• Passage provided
- - - -

# Diablo III



## cornelius (Apr 14, 2011)

Is there anyone on here who's waiting for this as much as I am? 


BLIZZZZAAAAAARD *shakes fist*


----------



## biodroid (Apr 14, 2011)

I would love to play it but I only have a PS3 and my PC is 6 years behind the time so I won't be able to on that. Looks like a good game.

BLIZZZZAAAAAAARD go multiplatform!!!


----------



## cornelius (Apr 14, 2011)

biodroid said:


> I would love to play it but I only have a PS3 and my PC is 6 years behind the time so I won't be able to on that. Looks like a good game.
> 
> BLIZZZZAAAAAAARD go multiplatform!!!


 
Diablo III is rumoured to go multiplatform. Some sites say it's confirmed. But if Blizzard would be so kind as to give out the information..

BLLIZZZAAAARD UPDATE THE SITE!!


----------



## Fake Vencar (Apr 14, 2011)

Huge expectations for this game, I just hope it doesn't disappoint whenever it's finally released


----------



## Lemmy (Apr 14, 2011)

- - - -

• Entries shown
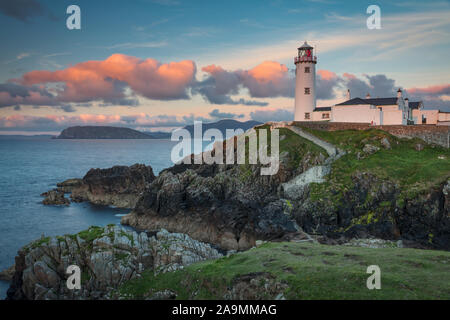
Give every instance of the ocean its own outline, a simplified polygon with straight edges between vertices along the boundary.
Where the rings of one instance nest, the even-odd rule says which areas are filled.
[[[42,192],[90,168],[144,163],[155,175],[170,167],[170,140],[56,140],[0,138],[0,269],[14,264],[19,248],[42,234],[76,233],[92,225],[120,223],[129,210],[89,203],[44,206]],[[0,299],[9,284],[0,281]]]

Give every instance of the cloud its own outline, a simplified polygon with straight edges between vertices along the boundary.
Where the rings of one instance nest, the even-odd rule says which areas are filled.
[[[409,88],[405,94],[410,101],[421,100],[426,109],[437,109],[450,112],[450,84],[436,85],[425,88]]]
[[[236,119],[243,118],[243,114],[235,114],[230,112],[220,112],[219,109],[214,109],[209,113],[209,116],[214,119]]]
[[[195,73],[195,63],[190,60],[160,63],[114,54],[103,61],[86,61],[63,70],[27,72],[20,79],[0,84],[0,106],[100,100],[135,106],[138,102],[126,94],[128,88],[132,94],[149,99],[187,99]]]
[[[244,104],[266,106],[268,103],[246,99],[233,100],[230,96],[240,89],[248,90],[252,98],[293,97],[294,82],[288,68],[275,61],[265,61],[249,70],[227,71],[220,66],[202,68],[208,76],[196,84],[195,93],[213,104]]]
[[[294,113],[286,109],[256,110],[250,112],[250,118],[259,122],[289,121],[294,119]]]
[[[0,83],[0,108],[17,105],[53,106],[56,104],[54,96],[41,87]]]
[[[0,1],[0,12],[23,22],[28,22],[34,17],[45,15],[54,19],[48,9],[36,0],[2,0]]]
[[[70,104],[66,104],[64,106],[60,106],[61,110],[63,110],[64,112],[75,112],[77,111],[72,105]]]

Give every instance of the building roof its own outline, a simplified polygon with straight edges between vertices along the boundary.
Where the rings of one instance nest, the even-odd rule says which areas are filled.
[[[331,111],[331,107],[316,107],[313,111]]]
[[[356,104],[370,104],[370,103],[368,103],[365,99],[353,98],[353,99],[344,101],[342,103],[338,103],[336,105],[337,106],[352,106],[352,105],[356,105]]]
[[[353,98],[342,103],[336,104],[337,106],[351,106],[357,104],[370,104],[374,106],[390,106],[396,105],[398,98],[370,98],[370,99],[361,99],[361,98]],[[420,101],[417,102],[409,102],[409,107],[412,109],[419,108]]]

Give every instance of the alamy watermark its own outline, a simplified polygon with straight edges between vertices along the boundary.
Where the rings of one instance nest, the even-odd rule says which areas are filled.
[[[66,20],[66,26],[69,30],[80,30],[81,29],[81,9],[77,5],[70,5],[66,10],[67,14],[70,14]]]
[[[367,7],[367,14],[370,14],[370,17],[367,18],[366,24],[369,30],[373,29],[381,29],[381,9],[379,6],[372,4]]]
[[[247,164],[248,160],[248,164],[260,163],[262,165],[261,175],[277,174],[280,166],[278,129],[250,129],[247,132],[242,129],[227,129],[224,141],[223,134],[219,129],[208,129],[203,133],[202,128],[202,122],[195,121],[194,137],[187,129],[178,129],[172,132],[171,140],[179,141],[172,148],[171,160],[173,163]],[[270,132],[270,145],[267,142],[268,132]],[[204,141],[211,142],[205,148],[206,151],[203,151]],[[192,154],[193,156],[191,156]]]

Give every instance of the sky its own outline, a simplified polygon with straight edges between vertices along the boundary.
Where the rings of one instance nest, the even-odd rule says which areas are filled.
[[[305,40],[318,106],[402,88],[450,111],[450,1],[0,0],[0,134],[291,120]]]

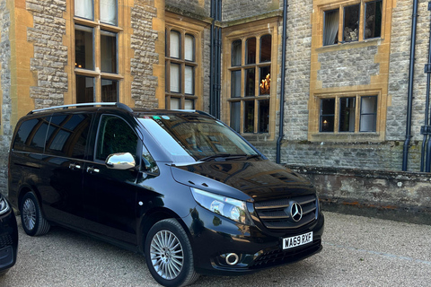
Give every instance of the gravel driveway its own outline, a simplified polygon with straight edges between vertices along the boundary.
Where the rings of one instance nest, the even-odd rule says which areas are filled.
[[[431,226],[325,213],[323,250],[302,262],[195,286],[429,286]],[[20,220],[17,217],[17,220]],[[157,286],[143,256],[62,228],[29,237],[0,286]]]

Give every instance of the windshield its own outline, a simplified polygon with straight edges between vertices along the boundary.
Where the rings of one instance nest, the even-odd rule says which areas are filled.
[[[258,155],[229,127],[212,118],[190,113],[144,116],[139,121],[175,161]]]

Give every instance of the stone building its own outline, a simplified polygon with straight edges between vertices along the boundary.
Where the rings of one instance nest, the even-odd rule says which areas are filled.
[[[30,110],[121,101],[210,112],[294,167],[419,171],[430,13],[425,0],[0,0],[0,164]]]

- - - -

• Task to complete
Answer these from the Diablo III thread:
1. Which game console does biodroid say they own?
2. In cornelius's reply to biodroid, what do some sites say about Diablo III going multiplatform?
3. What does Fake Vencar hope about the game?
You won't need the rows for this.

• Answer to the exercise
1. A PS3.
2. That it's confirmed.
3. That it doesn't disappoint whenever it's finally released.